==== Supplied data ====
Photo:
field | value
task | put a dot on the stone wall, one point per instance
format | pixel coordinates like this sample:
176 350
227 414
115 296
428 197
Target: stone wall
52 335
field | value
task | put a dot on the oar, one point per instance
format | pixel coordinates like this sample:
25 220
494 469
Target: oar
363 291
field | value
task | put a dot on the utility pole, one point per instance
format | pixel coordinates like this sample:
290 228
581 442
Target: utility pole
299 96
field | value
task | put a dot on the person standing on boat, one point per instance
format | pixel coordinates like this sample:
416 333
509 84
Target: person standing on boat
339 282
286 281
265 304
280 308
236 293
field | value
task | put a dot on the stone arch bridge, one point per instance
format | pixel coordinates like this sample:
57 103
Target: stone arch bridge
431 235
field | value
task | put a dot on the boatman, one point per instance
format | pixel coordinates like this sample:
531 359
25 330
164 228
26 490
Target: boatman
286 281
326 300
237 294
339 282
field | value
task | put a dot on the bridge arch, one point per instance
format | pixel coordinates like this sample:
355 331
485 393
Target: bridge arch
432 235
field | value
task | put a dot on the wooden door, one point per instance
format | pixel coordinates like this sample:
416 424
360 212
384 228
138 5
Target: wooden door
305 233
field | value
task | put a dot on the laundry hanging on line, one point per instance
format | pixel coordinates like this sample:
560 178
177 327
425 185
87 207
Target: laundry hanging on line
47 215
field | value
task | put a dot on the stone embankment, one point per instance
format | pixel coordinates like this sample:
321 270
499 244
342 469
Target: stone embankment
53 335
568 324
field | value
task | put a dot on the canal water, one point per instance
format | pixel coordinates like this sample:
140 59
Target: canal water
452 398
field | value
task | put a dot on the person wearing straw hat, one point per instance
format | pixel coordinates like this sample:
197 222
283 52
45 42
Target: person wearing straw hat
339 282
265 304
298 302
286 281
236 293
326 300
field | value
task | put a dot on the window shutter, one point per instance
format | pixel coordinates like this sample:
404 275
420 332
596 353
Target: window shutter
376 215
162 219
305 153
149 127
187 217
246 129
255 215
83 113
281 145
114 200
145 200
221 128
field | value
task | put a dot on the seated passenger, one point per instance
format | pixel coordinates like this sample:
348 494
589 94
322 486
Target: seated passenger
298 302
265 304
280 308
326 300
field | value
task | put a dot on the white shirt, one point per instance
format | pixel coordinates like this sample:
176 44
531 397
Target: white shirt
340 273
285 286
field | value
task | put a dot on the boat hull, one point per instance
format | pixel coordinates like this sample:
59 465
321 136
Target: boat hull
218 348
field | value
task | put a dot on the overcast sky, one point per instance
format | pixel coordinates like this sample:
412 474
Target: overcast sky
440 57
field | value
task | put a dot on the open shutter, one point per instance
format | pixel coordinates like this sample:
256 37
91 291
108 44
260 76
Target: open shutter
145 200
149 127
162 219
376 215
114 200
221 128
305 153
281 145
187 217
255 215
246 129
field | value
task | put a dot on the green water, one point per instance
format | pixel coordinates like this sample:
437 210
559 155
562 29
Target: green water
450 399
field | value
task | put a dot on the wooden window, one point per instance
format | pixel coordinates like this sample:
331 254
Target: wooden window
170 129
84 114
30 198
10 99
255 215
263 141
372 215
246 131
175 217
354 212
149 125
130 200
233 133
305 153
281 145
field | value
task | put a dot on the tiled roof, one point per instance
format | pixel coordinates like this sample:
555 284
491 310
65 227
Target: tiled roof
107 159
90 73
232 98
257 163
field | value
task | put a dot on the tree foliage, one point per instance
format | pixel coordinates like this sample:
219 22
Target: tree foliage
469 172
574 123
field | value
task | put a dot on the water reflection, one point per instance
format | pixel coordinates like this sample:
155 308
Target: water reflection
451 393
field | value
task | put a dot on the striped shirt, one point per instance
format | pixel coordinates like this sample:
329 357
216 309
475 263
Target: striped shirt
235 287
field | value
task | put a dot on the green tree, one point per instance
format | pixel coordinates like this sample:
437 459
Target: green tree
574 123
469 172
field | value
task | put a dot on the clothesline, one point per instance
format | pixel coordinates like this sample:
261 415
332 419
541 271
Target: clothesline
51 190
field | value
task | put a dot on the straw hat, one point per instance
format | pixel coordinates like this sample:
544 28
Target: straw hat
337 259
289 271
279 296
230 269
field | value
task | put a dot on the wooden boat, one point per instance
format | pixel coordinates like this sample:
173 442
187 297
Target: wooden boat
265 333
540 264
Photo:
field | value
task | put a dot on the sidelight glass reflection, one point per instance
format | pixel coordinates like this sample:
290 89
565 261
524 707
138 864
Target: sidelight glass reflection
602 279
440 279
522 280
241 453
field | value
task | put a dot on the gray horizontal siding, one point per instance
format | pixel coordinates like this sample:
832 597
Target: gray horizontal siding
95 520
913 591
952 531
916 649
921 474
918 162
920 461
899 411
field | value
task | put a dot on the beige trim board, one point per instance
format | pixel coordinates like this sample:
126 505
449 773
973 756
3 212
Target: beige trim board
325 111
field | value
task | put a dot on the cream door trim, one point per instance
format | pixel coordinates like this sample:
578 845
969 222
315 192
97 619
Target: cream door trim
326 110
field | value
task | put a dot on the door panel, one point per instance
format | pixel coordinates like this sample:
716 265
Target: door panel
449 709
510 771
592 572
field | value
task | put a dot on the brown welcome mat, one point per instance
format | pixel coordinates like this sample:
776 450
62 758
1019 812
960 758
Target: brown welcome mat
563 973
====
What is needed is a verbatim copy of the data, complete from first line to last.

• **Result below**:
Photo:
field | value
task | put a dot on the stone wall, one point per instance
format | pixel coordinates like this sample:
176 350
227 414
115 296
428 197
Target: stone wall
52 335
field | value
task | put a dot on the oar, one point per instance
format | pixel coordinates like this sample:
25 220
494 469
Target: oar
363 291
field | value
task | put a dot on the utility pole, one point per instance
format | pixel coordinates like this sample:
290 228
581 442
Target: utility pole
299 96
field | value
task | put a dot on the person standing on boat, one point per instance
format | pixel coordinates like this sample:
416 333
509 84
Target: person standing on boat
339 282
286 281
265 304
280 308
236 293
field | value
task | put a dot on the stone arch bridge, one point per instance
format | pixel coordinates like this sample:
57 103
Target: stone arch bridge
431 235
field | value
task | put a dot on the boatman, one point per instance
format | pixel coordinates like this sample:
531 359
25 330
164 228
26 490
Target: boatman
286 281
326 300
237 294
339 282
field | value
task | put a dot on the bridge arch, one point per instance
format | pixel coordinates like this sample:
355 331
485 393
Target: bridge arch
432 235
field | value
task | put a dot on the wooden door, one point per instance
format | pixel coordinates like this sample:
416 424
360 212
384 228
138 5
Target: wooden door
305 233
field | value
task | put a dot on the laundry hanging on line, one point per instance
format | pixel coordinates like this sample:
560 178
177 327
425 185
87 207
Target: laundry hanging on line
47 215
field | value
task | put a dot on the stone embankment, one point per instance
format | pixel coordinates like this sample:
321 270
499 244
342 469
Target: stone embankment
53 335
568 324
field | value
task | put a dot on the canal water, one point per instance
format | pixel coordinates like this sample:
140 59
Target: canal water
452 398
field | value
task | put a dot on the person wearing straw hat, one point per instance
format | pixel coordinates like this sample:
197 222
283 52
45 42
Target: person wearing straw hat
339 282
265 304
298 302
286 281
236 293
326 300
field | value
task | put a dot on the window shutter, one point per instance
format | pixel coordinates like this sample:
404 275
420 332
596 353
Target: window shutter
376 215
162 219
305 153
149 127
187 217
246 129
255 215
83 113
281 145
114 200
145 200
221 128
field | value
task | put a dot on the seated passenger, one point per instance
format | pixel coordinates like this sample:
348 494
589 94
322 486
Target: seated passenger
298 302
265 304
280 308
326 300
field | value
task | put a dot on the white shirt, one point per instance
format | pixel coordinates like this sample:
176 44
531 397
Target: white shirt
340 273
285 286
field | value
task | put a dot on the boat hull, one point per instance
format | pixel coordinates like this sample:
59 465
321 136
Target: boat hull
218 348
field | value
task | put a dot on the overcast sky, one point per instance
format | pixel coordinates like this sample:
412 474
Target: overcast sky
440 57
field | value
task | put a dot on the open shutter, one point per instance
format | pixel coordinates like this sample:
256 37
91 291
108 44
260 76
Target: open shutter
145 200
149 127
162 219
376 215
114 200
221 128
305 153
281 145
187 217
255 215
246 129
field | value
task | put a dot on the green water, one point per instance
format | pixel coordinates like this sample:
437 210
559 155
562 29
Target: green water
450 399
field | value
task | put a dot on the wooden window, one point per instance
format | pixel coordinates like this sample:
331 254
Target: wooden window
170 129
84 114
30 198
10 99
255 215
263 141
372 215
246 131
175 217
354 212
149 125
130 200
233 133
305 153
281 145
field | value
task | put a dot on the tiled roof, one point per instance
format | pixel coordinates like this sample:
555 284
491 310
65 227
Target: tiled roof
107 159
90 73
232 98
257 163
field | value
task | put a dot on the tree foliage, one point per instance
format | pixel coordinates like this sample:
219 22
Target: tree foliage
469 172
574 123
field | value
task | put a dot on the water reflection, one point per instance
format | pixel coordinates like this sample:
155 308
Target: water reflection
451 393
field | value
task | put a dot on the striped shirt, one point per instance
format | pixel coordinates like this sample:
329 357
216 309
475 263
Target: striped shirt
235 287
field | value
task | put a dot on the green tree, one point per instance
format | pixel coordinates like this sample:
437 459
Target: green tree
574 123
469 172
field | value
task | put a dot on the clothesline, one point per instance
format | pixel coordinates like this sample:
261 415
332 419
541 271
Target: clothesline
51 190
field | value
task | put a dot on the straw hat, one point per instance
format | pixel coordinates like this sample:
544 28
Target: straw hat
337 259
289 271
279 296
230 269
field | value
task | put a dot on the wooden boat, one point per instance
format | pixel coordinates like this sample:
173 442
187 297
Target: wooden boat
265 333
540 264
Photo:
field | value
task | put a dot on the sidelight glass reflection, one point per instance
format | pixel coordinates like this sample:
290 89
565 261
524 707
138 864
Target: sidelight glass reflection
602 279
440 279
522 280
241 453
field | value
task | put a dot on the gray horizontal siding, one point per instance
format | pixel coordinates like this sample:
832 597
Target: gray horizontal siding
95 520
913 591
952 531
916 649
921 474
918 162
920 461
899 411
field | value
task | put a dot on the beige trim board, one point per instance
format | pixel coordinates like this sample:
126 505
449 773
973 756
3 212
Target: beige trim board
325 111
field | value
task | put a dot on the cream door trim, one point per instance
format | pixel coordinates like this sample:
578 845
969 222
315 192
97 619
Target: cream door trim
326 110
field | value
task | put a dot on the door panel, one point per instance
format | pixel coordinates like this sample:
716 265
Target: door panel
449 709
510 771
592 572
field | value
task | put a dot on the brown welcome mat, one point per instance
format | pixel coordinates like this sample:
776 450
62 758
1019 812
960 758
Target: brown welcome mat
563 973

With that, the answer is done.